--- Brief 1 ---
Translate this sentence from the Solomon Islands travel post into Spanish: "I was too late; offices were already closed."

--- Text excerpt ---
-.-.-

Saturday, October 17, 2015

A Brief Sojourn in the Solomon Islands (Retrospective from July, 2014)

Ottawa, October 17, 2015

After over a year of sloth, it's time to bring my blog up to date with some of the travels that I have gotten up to over the last year.  This is from July of last year (2014) when I went to the Solomon Islands.  More updates coming later!

After saying goodbye to Terri and spending an evening in the mass-tourism mecca of Seminyak, late in the evening of July 9th, 2014 I boarded a flight from Denpasar airport to Brisbane, Australia.  I arrived in the morning, just in time to see the final shots of the shootout between the Netherlands and Argentina on the big screen in the arrivals hall.  Australia has a neat system for visas that more countries should copy.  Everyone except Aussies and Kiwis needs a visa before arriving, but it can be arranged online without the nonsense of sending your passport to an embassy.  Your name goes on an online list and when you arrive, the immigration officer looks you up online. Very easy and efficient.

Anyway, I was in Australia for only a few hours, as I got on another Virgin Australia flight to Honiara, the capital of the Solomon Islands.  I had decided to visit Papua New Guinea on this trip, and since the Lonely Planet guide for PNG also covers the Solomons, I had decided to add the Solomons to my journey, the 116th country on my life list.  I got to Honiara mid-afternoon and wandered through the dilapidated old airport looking (successfully) for a place to change money and (unsuccessfully) for a bus into town.  I had booked a room in the Red Mansion hotel and eventually found a cab of great age to take me there.  It was the cheapest room I could find, and it was still 700 Solomon dollars (US$ 85) for a very indifferent room seveal kilometres from downtown Honiara.  I had crossed the line dividing Southeast Asia and its reasonable prices from the Pacific and its ridiculous prices.  The city looked poor, dusty and still recovering from the days of the civil war (1998-2003).  I dropped off my luggage at the hotel, wandered down the hill to the main road and caught a bus downtown for a reasonable S$ 3 (about US$ 0.40) to see if I could figure out the interisland ferry schedule.  I was too late; offices were already closed.  I found a small Chinese take-out joint, ate some greasy fish and chips and then caught a bus back to the hotel, mindful of the dire warnings I had heard about nocturnal security problems in Honiara.

-.-.-

--- Brief 2 ---
In the entries, rewrite everything from the line containing "of the metal" down to the end of the entries, replacing "audit" with "review" and changing nothing else. Leave out the picture.

-.-.-

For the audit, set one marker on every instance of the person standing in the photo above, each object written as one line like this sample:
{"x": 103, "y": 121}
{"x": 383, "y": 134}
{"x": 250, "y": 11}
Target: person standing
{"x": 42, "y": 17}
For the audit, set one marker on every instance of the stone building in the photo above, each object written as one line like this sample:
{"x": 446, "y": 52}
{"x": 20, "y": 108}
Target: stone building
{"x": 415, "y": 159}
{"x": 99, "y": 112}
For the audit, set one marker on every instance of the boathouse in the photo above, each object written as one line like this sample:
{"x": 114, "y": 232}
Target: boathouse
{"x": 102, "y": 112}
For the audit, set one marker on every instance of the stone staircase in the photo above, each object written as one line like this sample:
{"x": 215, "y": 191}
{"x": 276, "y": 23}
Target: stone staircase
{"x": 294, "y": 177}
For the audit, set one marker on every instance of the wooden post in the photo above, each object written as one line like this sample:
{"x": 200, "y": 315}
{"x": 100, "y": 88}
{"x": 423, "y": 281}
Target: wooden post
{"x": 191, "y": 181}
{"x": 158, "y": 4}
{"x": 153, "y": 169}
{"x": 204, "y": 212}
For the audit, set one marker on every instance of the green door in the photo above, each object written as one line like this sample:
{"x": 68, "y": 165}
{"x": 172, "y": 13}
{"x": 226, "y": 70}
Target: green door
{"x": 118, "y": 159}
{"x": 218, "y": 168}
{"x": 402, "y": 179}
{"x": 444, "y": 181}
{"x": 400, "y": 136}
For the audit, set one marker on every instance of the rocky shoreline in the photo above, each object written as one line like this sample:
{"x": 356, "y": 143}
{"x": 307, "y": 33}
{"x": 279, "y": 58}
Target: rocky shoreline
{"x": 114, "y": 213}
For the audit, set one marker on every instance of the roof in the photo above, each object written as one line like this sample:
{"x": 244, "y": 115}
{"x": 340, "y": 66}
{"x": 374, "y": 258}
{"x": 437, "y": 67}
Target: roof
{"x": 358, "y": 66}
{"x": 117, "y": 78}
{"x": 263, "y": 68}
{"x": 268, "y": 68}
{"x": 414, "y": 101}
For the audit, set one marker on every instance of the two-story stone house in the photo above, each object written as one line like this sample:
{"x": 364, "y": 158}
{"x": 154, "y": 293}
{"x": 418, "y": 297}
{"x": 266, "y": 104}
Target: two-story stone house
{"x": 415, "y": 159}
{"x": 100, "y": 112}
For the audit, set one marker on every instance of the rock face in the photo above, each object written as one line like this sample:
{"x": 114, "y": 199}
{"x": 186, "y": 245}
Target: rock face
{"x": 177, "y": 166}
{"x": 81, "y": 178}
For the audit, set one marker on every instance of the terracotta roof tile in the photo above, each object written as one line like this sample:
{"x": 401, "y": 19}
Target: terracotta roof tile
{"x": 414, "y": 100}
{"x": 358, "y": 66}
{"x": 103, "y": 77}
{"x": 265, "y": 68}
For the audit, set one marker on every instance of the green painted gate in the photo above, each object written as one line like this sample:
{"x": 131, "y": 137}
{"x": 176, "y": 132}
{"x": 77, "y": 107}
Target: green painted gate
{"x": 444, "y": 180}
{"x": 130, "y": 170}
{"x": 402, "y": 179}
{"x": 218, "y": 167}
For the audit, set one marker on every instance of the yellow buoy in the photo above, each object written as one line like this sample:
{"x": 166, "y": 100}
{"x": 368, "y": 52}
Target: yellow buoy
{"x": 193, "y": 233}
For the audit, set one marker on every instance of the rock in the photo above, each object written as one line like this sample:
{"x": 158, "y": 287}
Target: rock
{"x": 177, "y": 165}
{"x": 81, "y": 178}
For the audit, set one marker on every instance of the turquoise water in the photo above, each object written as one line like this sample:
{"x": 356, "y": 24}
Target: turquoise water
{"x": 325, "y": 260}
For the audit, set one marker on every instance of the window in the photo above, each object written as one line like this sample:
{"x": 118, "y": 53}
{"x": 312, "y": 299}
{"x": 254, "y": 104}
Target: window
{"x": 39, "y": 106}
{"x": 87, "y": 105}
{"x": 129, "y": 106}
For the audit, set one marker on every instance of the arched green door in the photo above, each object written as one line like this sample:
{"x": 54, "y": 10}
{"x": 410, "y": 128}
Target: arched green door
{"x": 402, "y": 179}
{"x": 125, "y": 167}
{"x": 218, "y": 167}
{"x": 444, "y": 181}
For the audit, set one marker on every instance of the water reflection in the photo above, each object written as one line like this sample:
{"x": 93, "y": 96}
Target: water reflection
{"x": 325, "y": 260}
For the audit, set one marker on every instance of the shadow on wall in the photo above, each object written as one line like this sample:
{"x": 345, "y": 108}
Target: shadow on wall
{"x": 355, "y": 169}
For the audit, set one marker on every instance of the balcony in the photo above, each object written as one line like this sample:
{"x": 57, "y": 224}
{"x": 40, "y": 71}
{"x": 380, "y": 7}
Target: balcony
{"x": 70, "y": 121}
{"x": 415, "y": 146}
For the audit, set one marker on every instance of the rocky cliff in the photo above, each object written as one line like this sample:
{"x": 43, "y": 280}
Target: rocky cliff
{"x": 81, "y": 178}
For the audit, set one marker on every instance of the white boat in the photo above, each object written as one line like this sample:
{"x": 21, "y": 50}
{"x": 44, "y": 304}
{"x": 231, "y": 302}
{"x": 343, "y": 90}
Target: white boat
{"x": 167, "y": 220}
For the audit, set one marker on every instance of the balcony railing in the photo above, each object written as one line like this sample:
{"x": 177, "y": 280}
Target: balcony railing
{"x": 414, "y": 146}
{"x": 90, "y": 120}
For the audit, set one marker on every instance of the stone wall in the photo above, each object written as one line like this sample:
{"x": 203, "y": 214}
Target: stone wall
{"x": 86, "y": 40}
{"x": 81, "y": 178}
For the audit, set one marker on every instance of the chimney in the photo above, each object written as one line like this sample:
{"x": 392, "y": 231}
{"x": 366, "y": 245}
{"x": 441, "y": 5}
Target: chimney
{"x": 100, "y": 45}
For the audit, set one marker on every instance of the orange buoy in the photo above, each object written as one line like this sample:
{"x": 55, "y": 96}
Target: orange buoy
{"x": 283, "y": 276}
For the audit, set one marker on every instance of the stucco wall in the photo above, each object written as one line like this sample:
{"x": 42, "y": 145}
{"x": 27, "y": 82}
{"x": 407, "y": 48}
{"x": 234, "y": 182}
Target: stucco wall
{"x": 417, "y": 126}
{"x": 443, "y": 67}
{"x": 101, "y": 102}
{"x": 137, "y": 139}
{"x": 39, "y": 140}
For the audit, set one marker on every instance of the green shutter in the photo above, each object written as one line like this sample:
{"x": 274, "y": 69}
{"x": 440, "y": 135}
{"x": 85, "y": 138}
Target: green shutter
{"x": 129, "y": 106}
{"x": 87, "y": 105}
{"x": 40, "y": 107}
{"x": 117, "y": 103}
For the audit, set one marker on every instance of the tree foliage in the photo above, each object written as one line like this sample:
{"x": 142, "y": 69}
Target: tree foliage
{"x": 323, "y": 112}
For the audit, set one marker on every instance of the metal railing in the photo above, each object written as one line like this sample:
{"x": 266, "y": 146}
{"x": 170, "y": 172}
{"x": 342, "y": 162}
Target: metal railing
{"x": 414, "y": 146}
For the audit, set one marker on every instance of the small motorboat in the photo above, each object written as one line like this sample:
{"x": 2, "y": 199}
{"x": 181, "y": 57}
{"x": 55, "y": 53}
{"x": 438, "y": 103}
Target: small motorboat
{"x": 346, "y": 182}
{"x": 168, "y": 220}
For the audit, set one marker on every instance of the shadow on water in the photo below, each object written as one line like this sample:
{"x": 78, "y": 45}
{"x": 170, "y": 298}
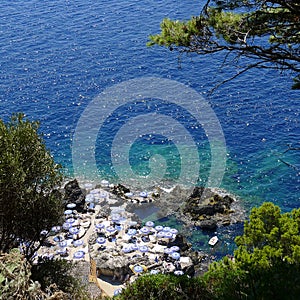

-.-.-

--- Solution 1 ---
Llegué demasiado tarde; las oficinas ya estaban cerradas.

--- Solution 2 ---
For the review, set one marker on every instance of the metal railing in the photo above, each object written as one line like this sample:
{"x": 266, "y": 146}
{"x": 170, "y": 172}
{"x": 342, "y": 162}
Target: metal railing
{"x": 414, "y": 146}
For the review, set one marker on every instance of the small motorboat in the photo above, each object written as one line like this sample:
{"x": 2, "y": 199}
{"x": 181, "y": 57}
{"x": 55, "y": 53}
{"x": 438, "y": 103}
Target: small motorboat
{"x": 346, "y": 182}
{"x": 168, "y": 220}
For the review, set one marker on every instance of the shadow on water in the photo below, each object written as one line like this sample:
{"x": 78, "y": 45}
{"x": 170, "y": 298}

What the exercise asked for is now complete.